[WHAT THE TASK ASKS]
Which lines below hold the word "advertisement"? Copy all of them.

[PROVIDED RECORDS]
________________________________________
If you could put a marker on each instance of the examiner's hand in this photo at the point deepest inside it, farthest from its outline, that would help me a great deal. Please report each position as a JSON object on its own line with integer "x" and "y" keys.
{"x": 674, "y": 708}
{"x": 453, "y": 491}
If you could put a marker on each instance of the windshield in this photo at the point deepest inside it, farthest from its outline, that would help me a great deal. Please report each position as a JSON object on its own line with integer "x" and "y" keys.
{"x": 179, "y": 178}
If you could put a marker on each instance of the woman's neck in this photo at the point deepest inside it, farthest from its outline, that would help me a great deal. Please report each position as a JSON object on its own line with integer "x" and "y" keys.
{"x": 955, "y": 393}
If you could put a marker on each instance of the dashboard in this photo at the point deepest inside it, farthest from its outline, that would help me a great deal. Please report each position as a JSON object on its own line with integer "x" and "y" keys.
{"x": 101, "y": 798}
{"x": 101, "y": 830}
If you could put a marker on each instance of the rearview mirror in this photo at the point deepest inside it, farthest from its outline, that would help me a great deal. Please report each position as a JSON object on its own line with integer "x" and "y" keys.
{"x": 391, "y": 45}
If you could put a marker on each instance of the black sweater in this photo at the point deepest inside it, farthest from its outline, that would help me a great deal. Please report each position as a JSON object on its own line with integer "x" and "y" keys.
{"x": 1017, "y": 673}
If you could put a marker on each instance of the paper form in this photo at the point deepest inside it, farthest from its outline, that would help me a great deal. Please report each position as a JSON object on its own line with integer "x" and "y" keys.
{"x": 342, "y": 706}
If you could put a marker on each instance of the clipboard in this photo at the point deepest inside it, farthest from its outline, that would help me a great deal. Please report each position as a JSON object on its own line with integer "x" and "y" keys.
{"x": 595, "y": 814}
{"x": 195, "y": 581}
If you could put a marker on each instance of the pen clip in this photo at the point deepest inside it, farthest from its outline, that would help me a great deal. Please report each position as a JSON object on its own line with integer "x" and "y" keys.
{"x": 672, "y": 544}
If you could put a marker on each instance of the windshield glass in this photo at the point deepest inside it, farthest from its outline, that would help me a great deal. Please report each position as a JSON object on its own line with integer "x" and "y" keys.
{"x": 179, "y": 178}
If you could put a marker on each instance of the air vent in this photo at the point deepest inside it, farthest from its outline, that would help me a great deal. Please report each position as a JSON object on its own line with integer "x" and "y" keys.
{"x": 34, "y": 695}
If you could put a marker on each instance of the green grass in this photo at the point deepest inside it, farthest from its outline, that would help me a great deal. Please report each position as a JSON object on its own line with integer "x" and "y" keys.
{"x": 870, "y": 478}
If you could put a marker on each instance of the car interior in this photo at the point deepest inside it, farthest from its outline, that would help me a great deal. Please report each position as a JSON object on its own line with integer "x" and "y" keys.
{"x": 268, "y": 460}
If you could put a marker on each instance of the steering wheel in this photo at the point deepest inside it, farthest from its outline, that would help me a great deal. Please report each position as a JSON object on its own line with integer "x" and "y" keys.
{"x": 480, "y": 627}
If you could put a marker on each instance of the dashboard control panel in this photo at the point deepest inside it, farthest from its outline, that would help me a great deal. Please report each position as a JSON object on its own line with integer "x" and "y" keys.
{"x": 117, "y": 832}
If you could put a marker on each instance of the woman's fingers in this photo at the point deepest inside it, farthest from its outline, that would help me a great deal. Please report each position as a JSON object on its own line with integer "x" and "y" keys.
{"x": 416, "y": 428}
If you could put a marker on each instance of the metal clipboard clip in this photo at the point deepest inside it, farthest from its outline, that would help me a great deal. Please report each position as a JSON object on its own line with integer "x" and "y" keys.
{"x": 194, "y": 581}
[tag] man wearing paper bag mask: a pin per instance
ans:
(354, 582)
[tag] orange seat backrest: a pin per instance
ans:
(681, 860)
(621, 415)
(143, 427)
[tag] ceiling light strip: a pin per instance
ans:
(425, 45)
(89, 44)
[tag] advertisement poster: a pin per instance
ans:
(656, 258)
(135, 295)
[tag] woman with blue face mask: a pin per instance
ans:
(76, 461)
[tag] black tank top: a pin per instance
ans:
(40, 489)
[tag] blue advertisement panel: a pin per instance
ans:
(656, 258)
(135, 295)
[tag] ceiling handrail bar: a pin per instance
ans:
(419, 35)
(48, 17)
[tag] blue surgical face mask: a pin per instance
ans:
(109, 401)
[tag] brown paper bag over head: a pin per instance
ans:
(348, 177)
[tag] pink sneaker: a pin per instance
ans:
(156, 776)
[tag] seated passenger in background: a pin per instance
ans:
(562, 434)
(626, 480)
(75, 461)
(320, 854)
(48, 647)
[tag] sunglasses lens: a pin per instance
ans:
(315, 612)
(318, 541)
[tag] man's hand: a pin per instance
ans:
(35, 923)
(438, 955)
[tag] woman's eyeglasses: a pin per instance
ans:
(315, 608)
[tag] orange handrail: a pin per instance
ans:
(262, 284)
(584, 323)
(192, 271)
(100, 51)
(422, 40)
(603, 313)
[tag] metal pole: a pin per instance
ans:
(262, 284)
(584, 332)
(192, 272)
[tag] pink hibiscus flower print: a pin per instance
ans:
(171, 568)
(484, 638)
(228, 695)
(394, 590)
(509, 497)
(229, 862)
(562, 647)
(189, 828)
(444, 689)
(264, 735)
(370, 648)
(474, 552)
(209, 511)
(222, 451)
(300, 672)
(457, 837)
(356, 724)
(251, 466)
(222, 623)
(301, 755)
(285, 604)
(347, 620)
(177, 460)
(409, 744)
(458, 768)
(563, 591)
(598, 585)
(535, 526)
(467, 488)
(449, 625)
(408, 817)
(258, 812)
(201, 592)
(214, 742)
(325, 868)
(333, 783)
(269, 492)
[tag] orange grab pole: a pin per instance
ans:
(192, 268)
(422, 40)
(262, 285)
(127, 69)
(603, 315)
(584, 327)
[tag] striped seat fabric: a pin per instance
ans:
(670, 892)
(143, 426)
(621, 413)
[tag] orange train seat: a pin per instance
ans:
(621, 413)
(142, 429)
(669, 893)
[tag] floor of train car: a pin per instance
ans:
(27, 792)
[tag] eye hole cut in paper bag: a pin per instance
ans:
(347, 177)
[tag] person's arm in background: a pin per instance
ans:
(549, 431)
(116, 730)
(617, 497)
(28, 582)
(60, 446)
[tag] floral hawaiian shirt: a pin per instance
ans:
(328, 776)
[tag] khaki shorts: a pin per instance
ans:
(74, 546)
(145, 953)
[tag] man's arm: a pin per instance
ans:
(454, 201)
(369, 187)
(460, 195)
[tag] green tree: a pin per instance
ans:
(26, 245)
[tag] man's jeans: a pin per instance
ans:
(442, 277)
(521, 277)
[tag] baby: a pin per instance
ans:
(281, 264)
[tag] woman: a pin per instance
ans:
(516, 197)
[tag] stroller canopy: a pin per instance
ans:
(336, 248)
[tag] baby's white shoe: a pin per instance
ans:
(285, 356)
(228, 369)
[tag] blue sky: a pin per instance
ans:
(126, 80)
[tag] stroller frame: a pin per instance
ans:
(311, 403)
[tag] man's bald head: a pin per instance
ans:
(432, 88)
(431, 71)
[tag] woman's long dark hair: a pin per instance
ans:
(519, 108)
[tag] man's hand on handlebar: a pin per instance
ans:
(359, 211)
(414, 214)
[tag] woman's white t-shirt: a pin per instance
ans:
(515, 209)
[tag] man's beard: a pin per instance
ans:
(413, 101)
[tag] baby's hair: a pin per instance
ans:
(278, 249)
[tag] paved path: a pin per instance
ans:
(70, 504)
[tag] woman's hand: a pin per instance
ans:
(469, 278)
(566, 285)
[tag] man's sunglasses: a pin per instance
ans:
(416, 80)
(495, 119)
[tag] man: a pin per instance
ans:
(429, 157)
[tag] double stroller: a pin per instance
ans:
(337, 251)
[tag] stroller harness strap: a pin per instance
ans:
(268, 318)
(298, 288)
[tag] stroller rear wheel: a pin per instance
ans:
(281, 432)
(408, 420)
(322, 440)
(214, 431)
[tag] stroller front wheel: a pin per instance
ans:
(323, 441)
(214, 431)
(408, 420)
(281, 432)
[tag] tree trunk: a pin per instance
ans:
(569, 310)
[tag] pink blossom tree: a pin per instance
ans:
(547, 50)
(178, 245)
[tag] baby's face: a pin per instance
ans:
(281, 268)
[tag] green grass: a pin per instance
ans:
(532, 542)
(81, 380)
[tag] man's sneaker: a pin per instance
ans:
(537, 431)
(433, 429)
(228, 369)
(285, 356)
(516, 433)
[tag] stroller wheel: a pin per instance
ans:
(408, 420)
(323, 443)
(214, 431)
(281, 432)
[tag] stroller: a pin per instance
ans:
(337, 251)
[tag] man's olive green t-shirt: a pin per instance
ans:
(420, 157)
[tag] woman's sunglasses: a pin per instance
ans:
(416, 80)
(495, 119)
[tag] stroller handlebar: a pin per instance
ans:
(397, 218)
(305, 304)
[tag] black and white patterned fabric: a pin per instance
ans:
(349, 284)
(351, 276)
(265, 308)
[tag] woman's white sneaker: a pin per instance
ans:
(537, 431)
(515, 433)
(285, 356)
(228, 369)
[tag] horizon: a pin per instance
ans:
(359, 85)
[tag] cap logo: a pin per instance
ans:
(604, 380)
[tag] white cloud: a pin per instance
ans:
________________________________________
[ANSWER SPACE]
[tag] advertisement poster: a pin per instance
[tag] blue advertisement panel: a pin per instance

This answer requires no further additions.